## [PASSAGE]
Every day, medical professionals across the country prescribe drug treatments for a variety of ailments. Although these drugs may have their desired effect, there is also the possibility that they impact the microbes that keep us healthy. Antibiotics, for example, often inactivate not only offending microbes but also beneficial gut bacteria. Scientists have proposed the idea that consuming pharmaceuticals could also alter microbial metabolism, changing the compounds that bacteria release into the body and impacting human health.
To study this, Seyedsayamdost and colleagues employed a technique known as HiTES that can allow the discovery of novel metabolites that are not seen under standard laboratory conditions. “In HiTES, a microorganism is subjected to a library of small molecules and the secondary metabolome is then examined using a variety of read-outs, including genetic reporters, biological activity, or mass spectrometry (MS)-based methods,” the authors explained.
For their reported study the team exposed separate cultures of the prominent gut microbe Bacteroides dorei to hundreds of FDA-approved drugs—such as antihistamines, hypertension drugs, anticancer agents and antibiotics—and looked for metabolic changes compared to untreated bacterial cultures.
After incubating B. dorei with and without pharmaceuticals, the researchers isolated and identified compounds the bacterium secreted. They found that among the various drugs tested, low doses of tetracycline antibiotics had the strongest effect on bacterial cultures, inducing the microbes to produce two types of new compounds: a series of serine-glycine dipeptide lipids, which they called doreamides, and 6-N-acyladenosines.

## [RECORDED DATA]
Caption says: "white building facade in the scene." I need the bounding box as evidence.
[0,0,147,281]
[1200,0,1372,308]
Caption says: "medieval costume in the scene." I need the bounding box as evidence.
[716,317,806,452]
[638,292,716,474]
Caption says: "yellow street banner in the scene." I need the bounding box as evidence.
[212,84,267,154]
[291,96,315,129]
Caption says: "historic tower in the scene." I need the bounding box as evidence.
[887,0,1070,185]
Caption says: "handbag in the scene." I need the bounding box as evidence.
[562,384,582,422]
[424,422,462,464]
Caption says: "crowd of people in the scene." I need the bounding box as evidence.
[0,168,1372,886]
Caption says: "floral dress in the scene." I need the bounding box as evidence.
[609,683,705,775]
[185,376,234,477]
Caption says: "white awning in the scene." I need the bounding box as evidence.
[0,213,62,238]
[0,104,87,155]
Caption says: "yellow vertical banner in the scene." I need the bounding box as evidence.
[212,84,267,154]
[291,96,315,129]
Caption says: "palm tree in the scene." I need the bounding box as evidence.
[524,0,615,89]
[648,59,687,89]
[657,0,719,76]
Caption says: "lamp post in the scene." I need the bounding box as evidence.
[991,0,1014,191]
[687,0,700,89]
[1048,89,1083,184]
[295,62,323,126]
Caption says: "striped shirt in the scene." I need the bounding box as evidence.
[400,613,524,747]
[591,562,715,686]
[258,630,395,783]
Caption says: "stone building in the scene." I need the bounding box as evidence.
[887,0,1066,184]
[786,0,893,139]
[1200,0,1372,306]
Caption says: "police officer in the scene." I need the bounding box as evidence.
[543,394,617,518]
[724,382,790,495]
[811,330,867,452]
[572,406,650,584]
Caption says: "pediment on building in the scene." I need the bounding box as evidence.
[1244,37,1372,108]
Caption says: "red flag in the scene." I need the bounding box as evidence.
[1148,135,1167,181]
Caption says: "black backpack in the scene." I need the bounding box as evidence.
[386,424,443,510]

## [ASSIGNED TASK 1]
List the kinds of FDA-approved drugs that the passage on drugs and gut microbes names as examples of those given to the bacterial cultures.
## [ASSIGNED TASK 2]
Transcribe the passage on drugs and gut microbes from "To study this, Seyedsayamdost" up to and including "the authors explained.".
## [ASSIGNED TASK 3]
Pick up the passage on drugs and gut microbes after its final sentence and carry it on.
The records play no part in any of the tasks.

## [TASK OUTPUT 1]
- antihistamines
- hypertension drugs
- anticancer agents
- antibiotics

## [TASK OUTPUT 2]
To study this, Seyedsayamdost and colleagues employed a technique known as HiTES that can allow the discovery of novel metabolites that are not seen under standard laboratory conditions. “In HiTES, a microorganism is subjected to a library of small molecules and the secondary metabolome is then examined using a variety of read-outs, including genetic reporters, biological activity, or mass spectrometry (MS)-based methods,” the authors explained.

## [TASK OUTPUT 3]
Further testing showed that both compounds trigger human immune cells to produce pro-inflammatory cytokines, which can help respond to infections. “Investigations into their biological functions revealed induction of pro-inflammatory cytokines in macrophages, notably tumor necrosis factor (TNFα), interleukin (IL)-1β, IL-6, and IL-10,” the team wrote. The doreamides also induced production of the host-derived cathelicidin antimicrobial peptide (CAMP) that inhibited the growth of several bacterial strains, including pathogenic ones, but not the growth of B. dorei.
“Additionally and importantly, the doreamides elicited production of cathelicidin, a host-derived antimicrobial peptide that inhibited the growth of several gut bacteria tested but did not affect B. dorei,” the scientist stated. “It is conceivable that this sequence, initiated by tetracyclines, mediated by doreamides, and culminating in the production of CAMP and inflammatory cytokines, leads to local reshaping of bacterial composition.” The investigators suggest that their findings set the stage for animal studies to explore possible therapeutic properties of the doreamides.
They also noted that while it is established that antibiotics can “prune or restructure” the local microbiome through their activity on bacteria, their newly reported findings “… suggest that there is another mechanism by which antibiotics can alter bacterial composition, one that occurs through cryptic metabolites that are elicited by low-dose antibiotics in gut bacteria.” Of particular interest, they pointed out, the doreamides and N-acyladenosines are produced by genes or gene clusters that are not captured by typical genome mining tools, which indicates the potential strength of chemistry-first approaches for discovering what they call “the metabolomic potential” of gut bacteria. “This type of chemistry-first discovery approach is poised to unearth more natural products, thousands of which are predicted from the human microbiome, thus enabling insights into the roles that small molecules play in human health and disease.”